**Set task**
Lines from the one containing "Return the outline of every instance of the wooden" through the last line of the data are to be repeated word for word, both ends included.

**Task data**
══════════════════════════════
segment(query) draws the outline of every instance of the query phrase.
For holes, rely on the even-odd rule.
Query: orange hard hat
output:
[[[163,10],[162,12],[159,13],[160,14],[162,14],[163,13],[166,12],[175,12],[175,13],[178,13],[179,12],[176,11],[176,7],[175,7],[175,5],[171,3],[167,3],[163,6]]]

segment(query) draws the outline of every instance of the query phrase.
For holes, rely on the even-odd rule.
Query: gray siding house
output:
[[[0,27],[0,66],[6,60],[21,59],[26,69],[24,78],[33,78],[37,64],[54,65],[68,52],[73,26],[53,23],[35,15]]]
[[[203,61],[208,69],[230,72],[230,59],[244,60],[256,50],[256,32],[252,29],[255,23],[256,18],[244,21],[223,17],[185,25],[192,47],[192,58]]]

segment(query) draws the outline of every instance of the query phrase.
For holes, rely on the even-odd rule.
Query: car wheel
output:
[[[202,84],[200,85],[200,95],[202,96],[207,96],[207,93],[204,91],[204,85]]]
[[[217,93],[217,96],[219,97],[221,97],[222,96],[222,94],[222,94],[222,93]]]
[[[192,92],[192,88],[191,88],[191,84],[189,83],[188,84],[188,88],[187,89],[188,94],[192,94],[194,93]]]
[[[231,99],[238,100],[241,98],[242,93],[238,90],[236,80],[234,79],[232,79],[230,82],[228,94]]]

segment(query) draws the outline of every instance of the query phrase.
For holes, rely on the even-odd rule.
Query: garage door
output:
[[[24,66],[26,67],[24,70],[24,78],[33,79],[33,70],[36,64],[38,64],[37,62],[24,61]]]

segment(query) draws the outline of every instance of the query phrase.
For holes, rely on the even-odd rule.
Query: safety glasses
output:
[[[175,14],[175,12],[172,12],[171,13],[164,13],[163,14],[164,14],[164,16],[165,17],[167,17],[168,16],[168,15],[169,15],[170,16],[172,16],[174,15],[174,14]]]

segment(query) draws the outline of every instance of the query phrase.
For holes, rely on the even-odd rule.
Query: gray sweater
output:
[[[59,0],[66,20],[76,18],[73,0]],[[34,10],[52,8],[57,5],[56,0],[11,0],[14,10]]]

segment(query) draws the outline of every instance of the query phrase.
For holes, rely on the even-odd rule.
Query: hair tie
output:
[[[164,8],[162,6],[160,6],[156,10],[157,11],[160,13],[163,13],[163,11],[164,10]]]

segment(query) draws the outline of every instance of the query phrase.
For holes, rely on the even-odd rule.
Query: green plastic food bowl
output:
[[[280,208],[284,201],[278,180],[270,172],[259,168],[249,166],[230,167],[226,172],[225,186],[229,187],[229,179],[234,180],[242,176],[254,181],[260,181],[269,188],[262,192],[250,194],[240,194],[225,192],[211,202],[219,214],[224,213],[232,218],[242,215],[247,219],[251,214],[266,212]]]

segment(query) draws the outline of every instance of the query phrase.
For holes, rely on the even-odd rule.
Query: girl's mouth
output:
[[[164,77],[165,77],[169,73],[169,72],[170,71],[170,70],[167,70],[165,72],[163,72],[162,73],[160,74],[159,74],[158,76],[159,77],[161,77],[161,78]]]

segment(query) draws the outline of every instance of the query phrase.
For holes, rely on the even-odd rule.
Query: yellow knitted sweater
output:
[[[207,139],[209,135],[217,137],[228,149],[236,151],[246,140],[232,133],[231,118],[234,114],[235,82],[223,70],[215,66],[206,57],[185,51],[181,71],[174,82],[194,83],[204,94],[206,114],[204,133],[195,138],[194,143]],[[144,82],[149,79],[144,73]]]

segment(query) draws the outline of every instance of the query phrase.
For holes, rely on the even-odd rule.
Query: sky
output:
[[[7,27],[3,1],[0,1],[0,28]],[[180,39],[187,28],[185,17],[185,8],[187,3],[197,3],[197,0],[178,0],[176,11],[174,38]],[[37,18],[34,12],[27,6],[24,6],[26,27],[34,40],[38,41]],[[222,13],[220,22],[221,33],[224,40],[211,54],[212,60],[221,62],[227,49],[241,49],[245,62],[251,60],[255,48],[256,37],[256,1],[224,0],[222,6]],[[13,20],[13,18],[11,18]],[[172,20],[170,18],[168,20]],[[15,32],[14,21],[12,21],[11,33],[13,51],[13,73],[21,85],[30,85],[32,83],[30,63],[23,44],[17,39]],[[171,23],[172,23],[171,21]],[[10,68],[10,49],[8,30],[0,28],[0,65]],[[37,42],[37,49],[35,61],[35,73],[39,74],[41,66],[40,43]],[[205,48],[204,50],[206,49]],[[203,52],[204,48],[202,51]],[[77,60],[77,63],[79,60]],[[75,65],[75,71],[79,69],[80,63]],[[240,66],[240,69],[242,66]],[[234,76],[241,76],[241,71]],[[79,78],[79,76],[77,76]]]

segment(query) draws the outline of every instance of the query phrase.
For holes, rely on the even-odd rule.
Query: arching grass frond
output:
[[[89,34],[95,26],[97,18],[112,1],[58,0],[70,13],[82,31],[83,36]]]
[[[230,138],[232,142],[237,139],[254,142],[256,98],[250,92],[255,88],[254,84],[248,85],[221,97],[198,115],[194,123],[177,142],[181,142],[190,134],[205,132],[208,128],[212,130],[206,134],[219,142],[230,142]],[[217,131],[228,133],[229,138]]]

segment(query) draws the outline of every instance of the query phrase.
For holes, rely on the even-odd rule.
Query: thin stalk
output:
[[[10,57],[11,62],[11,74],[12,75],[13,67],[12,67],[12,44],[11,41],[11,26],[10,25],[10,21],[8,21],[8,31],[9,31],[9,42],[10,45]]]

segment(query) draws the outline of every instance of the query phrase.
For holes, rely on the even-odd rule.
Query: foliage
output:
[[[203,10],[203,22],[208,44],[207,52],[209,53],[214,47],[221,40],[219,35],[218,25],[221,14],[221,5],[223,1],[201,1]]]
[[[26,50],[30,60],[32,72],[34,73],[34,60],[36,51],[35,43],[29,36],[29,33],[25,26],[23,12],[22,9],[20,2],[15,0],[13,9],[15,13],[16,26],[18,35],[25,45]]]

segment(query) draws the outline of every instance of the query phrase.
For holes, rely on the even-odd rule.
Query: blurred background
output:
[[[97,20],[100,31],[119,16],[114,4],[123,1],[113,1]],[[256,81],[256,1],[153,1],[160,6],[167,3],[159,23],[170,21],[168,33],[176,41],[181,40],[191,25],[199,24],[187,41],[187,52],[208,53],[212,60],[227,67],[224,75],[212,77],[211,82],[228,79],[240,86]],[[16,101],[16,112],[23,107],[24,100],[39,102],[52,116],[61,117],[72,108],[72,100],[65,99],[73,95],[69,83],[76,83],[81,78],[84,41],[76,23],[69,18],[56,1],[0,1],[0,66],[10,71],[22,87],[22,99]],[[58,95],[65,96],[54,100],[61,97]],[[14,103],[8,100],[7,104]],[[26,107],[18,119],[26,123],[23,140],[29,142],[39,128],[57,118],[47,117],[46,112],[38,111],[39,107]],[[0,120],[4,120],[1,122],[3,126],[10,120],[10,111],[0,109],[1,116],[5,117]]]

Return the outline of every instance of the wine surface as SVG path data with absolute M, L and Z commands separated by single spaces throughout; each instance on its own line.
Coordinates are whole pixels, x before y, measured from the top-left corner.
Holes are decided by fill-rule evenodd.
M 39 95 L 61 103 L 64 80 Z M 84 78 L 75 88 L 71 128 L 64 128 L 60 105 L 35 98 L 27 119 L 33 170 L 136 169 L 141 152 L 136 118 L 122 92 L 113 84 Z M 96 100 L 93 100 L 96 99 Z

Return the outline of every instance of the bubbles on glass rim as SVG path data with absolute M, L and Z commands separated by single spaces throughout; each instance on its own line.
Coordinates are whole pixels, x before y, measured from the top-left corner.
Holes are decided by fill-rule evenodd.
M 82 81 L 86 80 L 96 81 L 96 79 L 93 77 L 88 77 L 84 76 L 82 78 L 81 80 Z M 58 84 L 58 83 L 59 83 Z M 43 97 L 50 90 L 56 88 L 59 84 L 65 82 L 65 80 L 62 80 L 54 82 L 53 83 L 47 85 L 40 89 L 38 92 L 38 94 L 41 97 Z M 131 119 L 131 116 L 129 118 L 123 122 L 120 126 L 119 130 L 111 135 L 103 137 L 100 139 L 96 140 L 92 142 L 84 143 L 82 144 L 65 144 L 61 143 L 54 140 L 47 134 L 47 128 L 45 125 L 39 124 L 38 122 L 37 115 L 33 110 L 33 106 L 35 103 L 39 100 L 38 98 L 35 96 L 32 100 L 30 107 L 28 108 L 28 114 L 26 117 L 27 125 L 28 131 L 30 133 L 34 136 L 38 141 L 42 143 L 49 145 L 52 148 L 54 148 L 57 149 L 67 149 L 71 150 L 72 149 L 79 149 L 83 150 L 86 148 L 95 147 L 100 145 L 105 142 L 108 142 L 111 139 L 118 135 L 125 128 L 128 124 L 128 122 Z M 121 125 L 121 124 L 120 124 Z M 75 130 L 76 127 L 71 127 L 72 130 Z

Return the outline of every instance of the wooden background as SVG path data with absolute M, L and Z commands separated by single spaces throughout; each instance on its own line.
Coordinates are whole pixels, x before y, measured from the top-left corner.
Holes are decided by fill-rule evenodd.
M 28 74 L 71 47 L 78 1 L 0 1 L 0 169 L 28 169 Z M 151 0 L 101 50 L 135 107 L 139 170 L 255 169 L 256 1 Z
══════════════════════════════
**Task solution**
Return the outline of every instance of the wooden background as SVG path data with absolute M, L and Z commands separated by single spaces throughout; each instance on its own line.
Coordinates are whole pixels, x before y, measured from the top-left corner.
Holes are decided by fill-rule evenodd.
M 28 74 L 71 47 L 78 1 L 0 1 L 0 169 L 28 169 Z M 151 0 L 101 50 L 135 107 L 139 170 L 255 169 L 256 1 Z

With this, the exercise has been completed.